**Exercise requirements**
Continue the testimony on PFAS contamination funding, picking up after its last line, the heading "THE SCOPE OF MAINE'S PFAS PROBLEM."

**Given passage**
----
Chairs Senator Breen and Representative Pierce and members of the Joint Standing Committee on Appropriations and Financial Services; and Chairs Senator Dill and Representative O’Brien and members of the Joint Standing Committee on Agriculture, Conservation and Forestry. My name is Sharon Treat and I live in Hallowell. I am Senior Attorney for the Institute for Agriculture and Trade Policy (IATP), on whose behalf I am testifying today in support of the provisions of LD 1995 funding the Department of Agriculture, Conservation and Forestry to address PFAS contamination.

IATP is a 501(c)(3) nonprofit headquartered in Minneapolis, Minnesota with offices in Hallowell, Maine and other locations. IATP works closely with farmers and seeks to promote local, sustainable and environmentally beneficial agriculture and trade policies. We have been following PFAS issues across the country and especially in Maine, where we have taken a strong interest in how PFAS contamination has affected farmers and agriculture.

THE SCOPE OF MAINE’S PFAS PROBLEM.
----
(Collected data)
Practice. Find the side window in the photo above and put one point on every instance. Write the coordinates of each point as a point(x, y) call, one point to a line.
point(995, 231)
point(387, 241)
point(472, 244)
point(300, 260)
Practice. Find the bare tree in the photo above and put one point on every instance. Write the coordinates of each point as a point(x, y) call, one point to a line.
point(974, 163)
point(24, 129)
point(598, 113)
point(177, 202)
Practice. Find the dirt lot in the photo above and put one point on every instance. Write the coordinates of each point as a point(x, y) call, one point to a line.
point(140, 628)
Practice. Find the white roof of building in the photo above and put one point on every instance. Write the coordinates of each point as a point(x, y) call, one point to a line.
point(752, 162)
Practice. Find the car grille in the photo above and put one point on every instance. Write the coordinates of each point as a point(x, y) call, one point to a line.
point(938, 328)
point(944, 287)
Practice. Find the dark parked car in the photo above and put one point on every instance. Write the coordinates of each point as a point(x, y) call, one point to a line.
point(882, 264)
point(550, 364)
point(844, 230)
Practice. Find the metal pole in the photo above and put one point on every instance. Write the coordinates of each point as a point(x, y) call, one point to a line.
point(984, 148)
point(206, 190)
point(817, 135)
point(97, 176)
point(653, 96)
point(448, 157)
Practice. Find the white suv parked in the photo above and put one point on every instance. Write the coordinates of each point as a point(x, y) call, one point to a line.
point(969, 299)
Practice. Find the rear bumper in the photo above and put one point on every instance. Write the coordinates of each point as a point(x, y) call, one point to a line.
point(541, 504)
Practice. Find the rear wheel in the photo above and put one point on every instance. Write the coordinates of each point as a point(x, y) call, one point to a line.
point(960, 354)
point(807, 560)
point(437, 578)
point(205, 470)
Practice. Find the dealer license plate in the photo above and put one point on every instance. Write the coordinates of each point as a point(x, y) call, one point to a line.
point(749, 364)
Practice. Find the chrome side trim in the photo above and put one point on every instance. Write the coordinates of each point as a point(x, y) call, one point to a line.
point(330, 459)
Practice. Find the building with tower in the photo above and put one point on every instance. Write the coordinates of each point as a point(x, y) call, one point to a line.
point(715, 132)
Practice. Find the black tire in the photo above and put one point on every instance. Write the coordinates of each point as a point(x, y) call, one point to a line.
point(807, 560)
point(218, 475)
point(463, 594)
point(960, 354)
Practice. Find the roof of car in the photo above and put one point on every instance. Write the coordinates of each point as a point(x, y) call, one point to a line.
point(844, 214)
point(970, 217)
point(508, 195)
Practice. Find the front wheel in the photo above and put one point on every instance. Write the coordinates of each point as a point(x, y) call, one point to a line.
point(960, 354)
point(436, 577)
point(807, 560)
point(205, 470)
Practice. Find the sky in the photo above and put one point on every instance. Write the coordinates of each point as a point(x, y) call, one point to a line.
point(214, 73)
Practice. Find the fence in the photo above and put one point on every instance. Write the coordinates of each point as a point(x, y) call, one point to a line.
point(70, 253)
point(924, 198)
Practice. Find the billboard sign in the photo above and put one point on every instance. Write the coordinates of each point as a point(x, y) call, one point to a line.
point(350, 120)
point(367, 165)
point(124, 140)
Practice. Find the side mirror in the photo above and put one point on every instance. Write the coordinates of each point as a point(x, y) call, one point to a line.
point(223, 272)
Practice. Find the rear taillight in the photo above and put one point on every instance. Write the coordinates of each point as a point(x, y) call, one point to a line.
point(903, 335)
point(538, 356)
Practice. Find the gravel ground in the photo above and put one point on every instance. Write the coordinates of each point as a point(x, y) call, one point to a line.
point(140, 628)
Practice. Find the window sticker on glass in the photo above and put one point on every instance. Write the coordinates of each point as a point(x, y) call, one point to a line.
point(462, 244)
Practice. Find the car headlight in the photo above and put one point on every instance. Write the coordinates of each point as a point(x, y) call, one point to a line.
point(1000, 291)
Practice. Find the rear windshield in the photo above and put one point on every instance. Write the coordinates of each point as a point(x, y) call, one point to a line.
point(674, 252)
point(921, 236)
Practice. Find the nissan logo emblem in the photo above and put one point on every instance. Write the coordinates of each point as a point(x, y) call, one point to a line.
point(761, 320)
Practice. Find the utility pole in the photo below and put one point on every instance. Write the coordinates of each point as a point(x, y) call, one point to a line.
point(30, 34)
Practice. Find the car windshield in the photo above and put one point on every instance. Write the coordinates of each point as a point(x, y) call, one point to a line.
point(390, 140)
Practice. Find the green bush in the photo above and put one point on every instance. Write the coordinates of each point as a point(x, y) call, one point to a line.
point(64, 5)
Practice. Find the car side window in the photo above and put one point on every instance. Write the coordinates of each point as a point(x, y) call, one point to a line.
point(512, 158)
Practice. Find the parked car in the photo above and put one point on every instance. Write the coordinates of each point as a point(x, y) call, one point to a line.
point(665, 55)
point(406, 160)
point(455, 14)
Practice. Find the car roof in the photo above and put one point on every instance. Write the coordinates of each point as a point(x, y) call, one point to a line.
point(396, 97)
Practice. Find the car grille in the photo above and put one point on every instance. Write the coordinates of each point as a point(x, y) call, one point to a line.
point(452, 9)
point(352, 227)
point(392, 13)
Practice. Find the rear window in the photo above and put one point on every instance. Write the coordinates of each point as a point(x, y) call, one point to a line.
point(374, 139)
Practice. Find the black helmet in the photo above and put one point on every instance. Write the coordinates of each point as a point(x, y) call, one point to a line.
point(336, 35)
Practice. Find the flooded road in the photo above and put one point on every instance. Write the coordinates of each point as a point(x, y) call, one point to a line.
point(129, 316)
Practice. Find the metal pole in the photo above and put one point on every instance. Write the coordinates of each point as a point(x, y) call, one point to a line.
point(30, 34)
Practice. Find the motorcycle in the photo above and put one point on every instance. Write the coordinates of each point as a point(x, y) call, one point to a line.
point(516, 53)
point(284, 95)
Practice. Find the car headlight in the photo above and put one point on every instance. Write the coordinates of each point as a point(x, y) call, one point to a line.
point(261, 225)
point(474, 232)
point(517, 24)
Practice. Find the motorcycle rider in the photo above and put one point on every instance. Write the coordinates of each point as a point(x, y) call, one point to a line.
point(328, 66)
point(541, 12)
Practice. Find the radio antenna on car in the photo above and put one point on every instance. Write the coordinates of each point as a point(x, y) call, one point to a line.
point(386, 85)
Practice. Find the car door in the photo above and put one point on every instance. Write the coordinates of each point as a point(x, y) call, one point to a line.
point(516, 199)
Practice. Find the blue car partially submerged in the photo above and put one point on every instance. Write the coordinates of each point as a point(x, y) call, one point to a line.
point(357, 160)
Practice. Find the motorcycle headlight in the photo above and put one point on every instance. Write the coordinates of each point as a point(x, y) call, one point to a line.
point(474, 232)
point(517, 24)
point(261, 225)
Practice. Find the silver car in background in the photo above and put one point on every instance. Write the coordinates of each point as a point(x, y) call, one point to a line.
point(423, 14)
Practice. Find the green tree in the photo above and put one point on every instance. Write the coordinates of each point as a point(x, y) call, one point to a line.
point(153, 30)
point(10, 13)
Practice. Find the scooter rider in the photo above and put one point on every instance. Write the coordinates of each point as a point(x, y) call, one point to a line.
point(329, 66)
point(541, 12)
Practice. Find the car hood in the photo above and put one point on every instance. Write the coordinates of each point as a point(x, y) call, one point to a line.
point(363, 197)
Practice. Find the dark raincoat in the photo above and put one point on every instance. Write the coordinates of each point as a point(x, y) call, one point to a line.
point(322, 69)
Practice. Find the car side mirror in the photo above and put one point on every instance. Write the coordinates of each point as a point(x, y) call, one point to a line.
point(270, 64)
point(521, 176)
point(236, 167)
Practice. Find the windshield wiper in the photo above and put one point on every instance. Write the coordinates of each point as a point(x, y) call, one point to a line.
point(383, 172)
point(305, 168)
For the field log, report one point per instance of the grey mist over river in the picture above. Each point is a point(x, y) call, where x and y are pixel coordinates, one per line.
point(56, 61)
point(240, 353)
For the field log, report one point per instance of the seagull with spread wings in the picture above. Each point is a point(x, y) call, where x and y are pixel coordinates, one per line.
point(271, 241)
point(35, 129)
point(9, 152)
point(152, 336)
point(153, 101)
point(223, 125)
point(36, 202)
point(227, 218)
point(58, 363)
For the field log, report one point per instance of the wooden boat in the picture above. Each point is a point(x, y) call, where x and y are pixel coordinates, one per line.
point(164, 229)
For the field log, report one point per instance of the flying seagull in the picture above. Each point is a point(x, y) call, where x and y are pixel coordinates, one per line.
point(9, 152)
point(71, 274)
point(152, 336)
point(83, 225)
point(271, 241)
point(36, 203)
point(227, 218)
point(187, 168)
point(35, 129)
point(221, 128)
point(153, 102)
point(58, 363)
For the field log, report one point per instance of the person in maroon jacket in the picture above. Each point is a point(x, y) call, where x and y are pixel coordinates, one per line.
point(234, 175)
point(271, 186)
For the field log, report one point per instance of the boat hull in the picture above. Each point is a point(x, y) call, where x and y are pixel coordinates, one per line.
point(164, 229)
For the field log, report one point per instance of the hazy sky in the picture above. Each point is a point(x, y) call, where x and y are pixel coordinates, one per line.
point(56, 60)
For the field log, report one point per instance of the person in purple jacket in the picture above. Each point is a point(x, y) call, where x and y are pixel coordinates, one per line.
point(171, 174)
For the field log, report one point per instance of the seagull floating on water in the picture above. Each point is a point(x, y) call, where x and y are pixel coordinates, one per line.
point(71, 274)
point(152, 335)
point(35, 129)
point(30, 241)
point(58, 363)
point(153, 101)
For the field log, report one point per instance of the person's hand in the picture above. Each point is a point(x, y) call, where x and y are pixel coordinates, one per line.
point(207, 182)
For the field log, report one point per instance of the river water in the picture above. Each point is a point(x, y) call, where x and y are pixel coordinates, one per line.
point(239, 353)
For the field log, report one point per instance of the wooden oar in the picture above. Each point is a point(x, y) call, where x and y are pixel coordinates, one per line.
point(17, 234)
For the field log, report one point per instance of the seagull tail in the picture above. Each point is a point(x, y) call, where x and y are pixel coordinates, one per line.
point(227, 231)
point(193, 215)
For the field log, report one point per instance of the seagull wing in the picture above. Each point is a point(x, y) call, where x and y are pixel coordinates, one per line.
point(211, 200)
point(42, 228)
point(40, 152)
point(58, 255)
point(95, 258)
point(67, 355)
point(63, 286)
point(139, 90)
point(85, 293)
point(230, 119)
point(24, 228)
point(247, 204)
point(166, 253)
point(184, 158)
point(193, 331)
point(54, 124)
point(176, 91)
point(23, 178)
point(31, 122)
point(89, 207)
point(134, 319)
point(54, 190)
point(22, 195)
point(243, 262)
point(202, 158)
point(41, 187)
----
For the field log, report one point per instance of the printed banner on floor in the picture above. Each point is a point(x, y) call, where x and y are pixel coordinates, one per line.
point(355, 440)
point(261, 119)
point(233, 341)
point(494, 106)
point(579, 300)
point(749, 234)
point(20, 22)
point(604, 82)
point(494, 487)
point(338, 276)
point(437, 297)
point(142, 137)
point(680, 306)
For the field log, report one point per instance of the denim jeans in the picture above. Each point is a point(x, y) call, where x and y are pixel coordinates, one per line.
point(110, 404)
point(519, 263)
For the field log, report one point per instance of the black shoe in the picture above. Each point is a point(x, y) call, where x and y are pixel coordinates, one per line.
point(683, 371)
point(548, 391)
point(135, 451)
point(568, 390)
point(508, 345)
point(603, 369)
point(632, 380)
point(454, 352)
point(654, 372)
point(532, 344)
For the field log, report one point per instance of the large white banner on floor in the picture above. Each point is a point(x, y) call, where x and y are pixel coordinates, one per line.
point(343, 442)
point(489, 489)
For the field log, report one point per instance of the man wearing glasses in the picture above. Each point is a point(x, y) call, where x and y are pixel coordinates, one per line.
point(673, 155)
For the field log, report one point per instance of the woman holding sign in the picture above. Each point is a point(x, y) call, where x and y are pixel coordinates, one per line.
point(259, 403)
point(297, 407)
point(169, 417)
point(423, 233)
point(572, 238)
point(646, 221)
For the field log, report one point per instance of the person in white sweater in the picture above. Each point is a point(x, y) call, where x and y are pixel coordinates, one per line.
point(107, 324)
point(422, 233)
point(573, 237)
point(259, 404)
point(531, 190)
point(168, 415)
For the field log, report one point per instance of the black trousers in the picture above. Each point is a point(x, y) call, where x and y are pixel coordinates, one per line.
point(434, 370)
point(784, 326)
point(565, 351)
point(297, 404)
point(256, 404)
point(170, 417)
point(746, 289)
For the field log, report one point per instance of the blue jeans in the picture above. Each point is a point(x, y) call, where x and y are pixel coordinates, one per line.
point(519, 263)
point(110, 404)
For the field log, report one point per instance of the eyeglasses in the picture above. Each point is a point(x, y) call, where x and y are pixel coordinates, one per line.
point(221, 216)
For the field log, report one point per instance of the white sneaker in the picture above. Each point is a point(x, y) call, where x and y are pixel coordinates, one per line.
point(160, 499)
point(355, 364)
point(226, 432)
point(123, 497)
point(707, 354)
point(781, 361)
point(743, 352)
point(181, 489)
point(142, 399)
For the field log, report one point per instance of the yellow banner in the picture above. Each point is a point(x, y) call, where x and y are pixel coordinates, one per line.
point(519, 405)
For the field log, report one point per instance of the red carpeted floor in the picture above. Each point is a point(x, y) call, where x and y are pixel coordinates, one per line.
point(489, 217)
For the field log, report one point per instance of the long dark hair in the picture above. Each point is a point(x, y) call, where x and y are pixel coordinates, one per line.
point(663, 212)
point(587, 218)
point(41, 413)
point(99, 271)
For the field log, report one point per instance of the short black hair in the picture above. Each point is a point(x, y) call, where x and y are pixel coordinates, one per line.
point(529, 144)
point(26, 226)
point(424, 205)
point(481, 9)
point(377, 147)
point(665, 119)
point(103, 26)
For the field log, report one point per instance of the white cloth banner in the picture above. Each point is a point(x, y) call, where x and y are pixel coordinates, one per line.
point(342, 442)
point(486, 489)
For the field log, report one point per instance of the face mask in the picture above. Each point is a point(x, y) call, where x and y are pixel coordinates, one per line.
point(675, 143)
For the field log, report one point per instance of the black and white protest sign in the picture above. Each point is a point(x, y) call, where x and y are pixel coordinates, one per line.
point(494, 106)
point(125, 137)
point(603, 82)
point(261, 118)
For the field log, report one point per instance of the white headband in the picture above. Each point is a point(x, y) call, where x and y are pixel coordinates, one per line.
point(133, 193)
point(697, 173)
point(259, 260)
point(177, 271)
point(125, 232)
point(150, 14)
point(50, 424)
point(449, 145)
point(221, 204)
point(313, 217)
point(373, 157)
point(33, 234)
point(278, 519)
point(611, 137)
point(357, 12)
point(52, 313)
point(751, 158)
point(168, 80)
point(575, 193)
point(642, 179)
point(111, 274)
----
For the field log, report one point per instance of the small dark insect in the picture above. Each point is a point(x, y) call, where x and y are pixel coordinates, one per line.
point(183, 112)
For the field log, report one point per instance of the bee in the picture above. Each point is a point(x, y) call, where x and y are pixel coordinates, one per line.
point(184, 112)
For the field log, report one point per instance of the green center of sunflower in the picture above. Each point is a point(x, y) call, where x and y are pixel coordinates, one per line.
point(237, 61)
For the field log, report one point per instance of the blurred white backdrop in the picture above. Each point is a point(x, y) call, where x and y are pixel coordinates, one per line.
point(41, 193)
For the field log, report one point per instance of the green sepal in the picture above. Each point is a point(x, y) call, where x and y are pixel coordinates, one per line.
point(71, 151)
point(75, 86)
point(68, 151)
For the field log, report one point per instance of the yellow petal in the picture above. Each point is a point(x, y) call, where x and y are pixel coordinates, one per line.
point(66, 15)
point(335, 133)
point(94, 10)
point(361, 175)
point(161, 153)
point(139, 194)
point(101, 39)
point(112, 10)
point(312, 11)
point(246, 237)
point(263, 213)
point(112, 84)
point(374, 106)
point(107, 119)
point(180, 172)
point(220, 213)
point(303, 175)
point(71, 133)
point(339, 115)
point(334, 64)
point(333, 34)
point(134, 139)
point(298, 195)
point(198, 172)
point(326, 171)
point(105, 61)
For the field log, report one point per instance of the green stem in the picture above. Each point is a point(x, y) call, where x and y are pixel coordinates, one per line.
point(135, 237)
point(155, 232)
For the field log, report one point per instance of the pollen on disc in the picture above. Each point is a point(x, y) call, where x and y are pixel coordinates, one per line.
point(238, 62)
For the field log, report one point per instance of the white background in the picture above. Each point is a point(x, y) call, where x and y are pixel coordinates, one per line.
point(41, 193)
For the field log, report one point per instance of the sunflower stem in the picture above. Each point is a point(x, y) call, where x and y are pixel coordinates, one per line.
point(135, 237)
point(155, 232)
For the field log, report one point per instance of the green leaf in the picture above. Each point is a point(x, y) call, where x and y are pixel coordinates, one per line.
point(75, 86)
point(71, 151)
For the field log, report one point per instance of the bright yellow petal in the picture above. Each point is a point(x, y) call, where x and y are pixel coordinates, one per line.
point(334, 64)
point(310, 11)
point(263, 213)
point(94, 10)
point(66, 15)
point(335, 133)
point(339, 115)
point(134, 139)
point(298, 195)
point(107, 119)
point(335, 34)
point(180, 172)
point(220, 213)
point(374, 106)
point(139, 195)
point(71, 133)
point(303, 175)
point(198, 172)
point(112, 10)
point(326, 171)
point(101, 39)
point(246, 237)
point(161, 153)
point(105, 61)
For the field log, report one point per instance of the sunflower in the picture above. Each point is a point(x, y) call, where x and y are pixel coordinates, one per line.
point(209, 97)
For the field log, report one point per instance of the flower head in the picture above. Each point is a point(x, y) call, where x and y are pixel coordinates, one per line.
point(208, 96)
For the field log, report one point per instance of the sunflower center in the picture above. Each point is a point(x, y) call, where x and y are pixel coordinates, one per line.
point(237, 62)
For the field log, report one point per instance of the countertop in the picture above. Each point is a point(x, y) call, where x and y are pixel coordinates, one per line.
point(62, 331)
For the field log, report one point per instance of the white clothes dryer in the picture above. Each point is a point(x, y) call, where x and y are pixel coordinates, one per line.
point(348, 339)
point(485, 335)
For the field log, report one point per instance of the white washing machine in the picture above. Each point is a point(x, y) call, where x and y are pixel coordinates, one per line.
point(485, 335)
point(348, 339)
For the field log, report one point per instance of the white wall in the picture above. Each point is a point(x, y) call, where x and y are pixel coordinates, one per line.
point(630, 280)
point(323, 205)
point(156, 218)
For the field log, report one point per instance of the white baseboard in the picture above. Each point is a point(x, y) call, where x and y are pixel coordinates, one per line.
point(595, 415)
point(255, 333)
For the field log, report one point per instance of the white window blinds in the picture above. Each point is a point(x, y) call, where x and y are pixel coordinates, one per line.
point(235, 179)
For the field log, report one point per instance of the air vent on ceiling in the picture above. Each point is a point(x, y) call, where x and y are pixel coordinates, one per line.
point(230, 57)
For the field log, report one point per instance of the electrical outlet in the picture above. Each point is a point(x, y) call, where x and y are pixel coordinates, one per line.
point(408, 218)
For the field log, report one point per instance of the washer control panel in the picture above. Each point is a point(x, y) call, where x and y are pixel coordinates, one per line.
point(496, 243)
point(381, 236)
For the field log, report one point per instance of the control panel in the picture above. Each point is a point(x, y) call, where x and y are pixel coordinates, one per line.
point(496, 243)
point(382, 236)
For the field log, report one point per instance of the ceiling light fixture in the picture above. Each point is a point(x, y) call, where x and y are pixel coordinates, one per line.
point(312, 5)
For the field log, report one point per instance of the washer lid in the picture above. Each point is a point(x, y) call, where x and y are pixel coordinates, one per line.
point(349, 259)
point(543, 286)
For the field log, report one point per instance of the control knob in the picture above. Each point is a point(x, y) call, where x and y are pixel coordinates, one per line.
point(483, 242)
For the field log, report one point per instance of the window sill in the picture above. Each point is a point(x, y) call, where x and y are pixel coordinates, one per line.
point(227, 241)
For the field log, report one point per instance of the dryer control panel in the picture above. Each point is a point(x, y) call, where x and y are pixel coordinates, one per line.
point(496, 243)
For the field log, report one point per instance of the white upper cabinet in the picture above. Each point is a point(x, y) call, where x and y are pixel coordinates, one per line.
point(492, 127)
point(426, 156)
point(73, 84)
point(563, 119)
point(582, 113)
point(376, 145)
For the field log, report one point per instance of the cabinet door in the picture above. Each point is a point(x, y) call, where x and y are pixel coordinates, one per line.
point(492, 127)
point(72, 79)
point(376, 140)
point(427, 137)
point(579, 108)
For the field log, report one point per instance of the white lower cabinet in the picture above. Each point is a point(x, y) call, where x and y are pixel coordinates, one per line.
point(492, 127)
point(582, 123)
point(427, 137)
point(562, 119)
----
**Task answer**
The problem of PFAS contamination in Maine cannot be overstated; it is not hyperbole to call it a crisis. Nothing can change the fact that past practices have poisoned prime farmland and drinking water across the state with toxic “forever chemicals.” Hundreds of residential wells have been found with high levels of PFAS. At least nine Maine farms have been tested and found to have high levels of contamination. Another 20-30 farms are likely to be found contaminated when soil testing resumes after the ground thaws, based DEP’s best estimates and their location within “Tier 1” of its investigation of wastewater sludge-spreading across the state. Farmers have had their livelihoods destroyed or significantly impacted, their farm irreparably contaminated. PFAS are bio accumulative as they move up the food chain and essentially last forever in soils. For example, soil contamination at a Unity farm was caused by biosolids spread 24 years before the farm was purchased by the current owners; not an atypical situation.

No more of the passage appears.